- Theatrical release poster
- Directed by: K. Nagabhushanam
- Screenplay by: T. C. Vadivel Nayakar
- Starring: Chinnappa Kannamba Krishnan Mathuram
- Cinematography: Kamal Ghosh
- Edited by: N. K. Gopal
- Music by: S. V. Venkatraman S. Rajeswara Rao
- Production company: Sri Rajarajeswari Pictures
- Distributed by: Gemini Studios
- Release date: 14 January 1944;
- Country: India
- Language: Tamil

= Harischandra (1944 film) =

1944 film by Kadaru Nagabhushanam

Harischandra is a 1944 Indian Tamil-language film directed by K. Nagabhushanam and written by T. C. Vadivel Nayakar, starring the director's wife P. Kannamba and P. U. Chinnappa. It is based on the legend of King Harishchandra.

- - - - - - -

EXERCISE INSTRUCTIONS:
Translate into Spanish the following sentence from the entry on the film Harischandra: "It is based on the legend of King Harishchandra."

EXERCISE DATA:

- - - - - - -

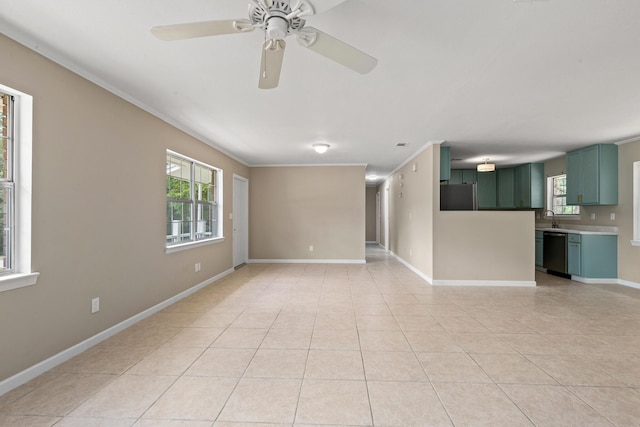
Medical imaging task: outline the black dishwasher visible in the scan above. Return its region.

- - - - - - -

COMPLETED EXERCISE:
Está basada en la leyenda del rey Harishchandra.